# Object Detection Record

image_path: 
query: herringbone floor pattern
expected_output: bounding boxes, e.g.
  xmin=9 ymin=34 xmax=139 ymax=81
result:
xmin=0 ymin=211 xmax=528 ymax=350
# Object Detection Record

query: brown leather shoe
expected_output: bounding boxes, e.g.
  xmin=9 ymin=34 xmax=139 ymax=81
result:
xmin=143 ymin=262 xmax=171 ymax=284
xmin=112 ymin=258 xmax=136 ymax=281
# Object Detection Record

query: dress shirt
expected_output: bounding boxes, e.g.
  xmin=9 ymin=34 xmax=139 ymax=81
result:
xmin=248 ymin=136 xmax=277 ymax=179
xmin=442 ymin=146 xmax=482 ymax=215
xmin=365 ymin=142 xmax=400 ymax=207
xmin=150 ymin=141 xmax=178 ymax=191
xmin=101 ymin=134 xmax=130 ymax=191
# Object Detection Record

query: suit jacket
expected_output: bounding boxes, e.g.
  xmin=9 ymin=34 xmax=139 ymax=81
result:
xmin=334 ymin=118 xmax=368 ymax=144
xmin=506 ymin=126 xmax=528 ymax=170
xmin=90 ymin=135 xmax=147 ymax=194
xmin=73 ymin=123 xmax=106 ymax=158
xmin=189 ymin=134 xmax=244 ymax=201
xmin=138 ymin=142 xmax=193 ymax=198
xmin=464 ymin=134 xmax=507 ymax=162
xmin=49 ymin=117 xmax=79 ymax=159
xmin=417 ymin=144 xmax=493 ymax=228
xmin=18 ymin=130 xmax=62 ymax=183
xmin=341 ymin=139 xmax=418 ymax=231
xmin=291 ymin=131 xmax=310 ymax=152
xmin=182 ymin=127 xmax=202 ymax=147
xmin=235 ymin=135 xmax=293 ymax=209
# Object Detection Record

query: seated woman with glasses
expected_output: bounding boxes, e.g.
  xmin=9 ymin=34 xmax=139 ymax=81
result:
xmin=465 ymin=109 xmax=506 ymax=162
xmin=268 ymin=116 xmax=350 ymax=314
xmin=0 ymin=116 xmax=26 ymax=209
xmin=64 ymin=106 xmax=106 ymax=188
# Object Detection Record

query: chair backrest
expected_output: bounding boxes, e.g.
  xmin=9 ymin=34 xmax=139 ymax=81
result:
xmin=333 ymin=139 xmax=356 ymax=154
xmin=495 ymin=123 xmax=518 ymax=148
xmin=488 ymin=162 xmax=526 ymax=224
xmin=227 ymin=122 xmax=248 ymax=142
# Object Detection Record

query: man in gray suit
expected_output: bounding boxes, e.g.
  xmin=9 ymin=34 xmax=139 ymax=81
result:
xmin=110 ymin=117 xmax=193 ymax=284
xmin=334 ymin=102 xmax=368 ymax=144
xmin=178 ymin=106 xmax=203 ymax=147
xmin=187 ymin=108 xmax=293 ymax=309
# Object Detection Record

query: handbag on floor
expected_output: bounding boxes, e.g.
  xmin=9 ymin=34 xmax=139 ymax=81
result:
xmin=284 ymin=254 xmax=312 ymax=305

• • • •

Print all the records above again line by line, without changing anything.

# Object Detection Record

image_path: 
query: herringbone floor pattern
expected_output: bounding boxes, e.g.
  xmin=9 ymin=34 xmax=139 ymax=81
result:
xmin=0 ymin=211 xmax=528 ymax=350
# Object Detection Record

query: brown leather shoe
expected_output: bounding boxes, e.g.
  xmin=9 ymin=34 xmax=139 ymax=81
result:
xmin=143 ymin=262 xmax=171 ymax=284
xmin=112 ymin=258 xmax=136 ymax=281
# Object Detection Record

query: dress shirt
expected_output: bounding boxes, e.g.
  xmin=9 ymin=34 xmax=139 ymax=81
result:
xmin=248 ymin=136 xmax=277 ymax=179
xmin=442 ymin=146 xmax=482 ymax=215
xmin=365 ymin=142 xmax=400 ymax=207
xmin=150 ymin=141 xmax=178 ymax=191
xmin=101 ymin=134 xmax=130 ymax=191
# Object Detection Record

query: suit jacket
expected_output: bounding boxes, e.g.
  xmin=9 ymin=34 xmax=139 ymax=81
result:
xmin=334 ymin=118 xmax=368 ymax=144
xmin=506 ymin=126 xmax=528 ymax=170
xmin=90 ymin=135 xmax=147 ymax=194
xmin=73 ymin=123 xmax=106 ymax=158
xmin=189 ymin=134 xmax=244 ymax=201
xmin=138 ymin=142 xmax=193 ymax=198
xmin=464 ymin=134 xmax=507 ymax=162
xmin=49 ymin=117 xmax=79 ymax=159
xmin=417 ymin=144 xmax=493 ymax=228
xmin=18 ymin=130 xmax=62 ymax=183
xmin=341 ymin=139 xmax=418 ymax=231
xmin=291 ymin=131 xmax=310 ymax=152
xmin=182 ymin=127 xmax=202 ymax=147
xmin=235 ymin=135 xmax=293 ymax=209
# Object Detection Record

query: seated woman with glasses
expected_output: bounding boxes, e.g.
  xmin=9 ymin=34 xmax=139 ymax=81
result:
xmin=465 ymin=109 xmax=506 ymax=162
xmin=268 ymin=116 xmax=350 ymax=314
xmin=0 ymin=116 xmax=26 ymax=209
xmin=64 ymin=106 xmax=106 ymax=188
# Object Detection Record

query: chair backrest
expected_output: bounding boxes, e.g.
  xmin=9 ymin=34 xmax=139 ymax=81
result:
xmin=333 ymin=139 xmax=356 ymax=154
xmin=495 ymin=123 xmax=518 ymax=148
xmin=488 ymin=162 xmax=526 ymax=224
xmin=227 ymin=122 xmax=248 ymax=142
# Object Detection Record

query: man in gray suit
expected_output: bounding boxes, e.g.
  xmin=9 ymin=34 xmax=139 ymax=81
result:
xmin=110 ymin=117 xmax=193 ymax=284
xmin=334 ymin=102 xmax=368 ymax=144
xmin=178 ymin=106 xmax=203 ymax=147
xmin=187 ymin=108 xmax=293 ymax=309
# Object Detection Record

query: handbag on floor
expected_output: bounding boxes, e.g.
  xmin=9 ymin=34 xmax=139 ymax=81
result:
xmin=284 ymin=254 xmax=312 ymax=305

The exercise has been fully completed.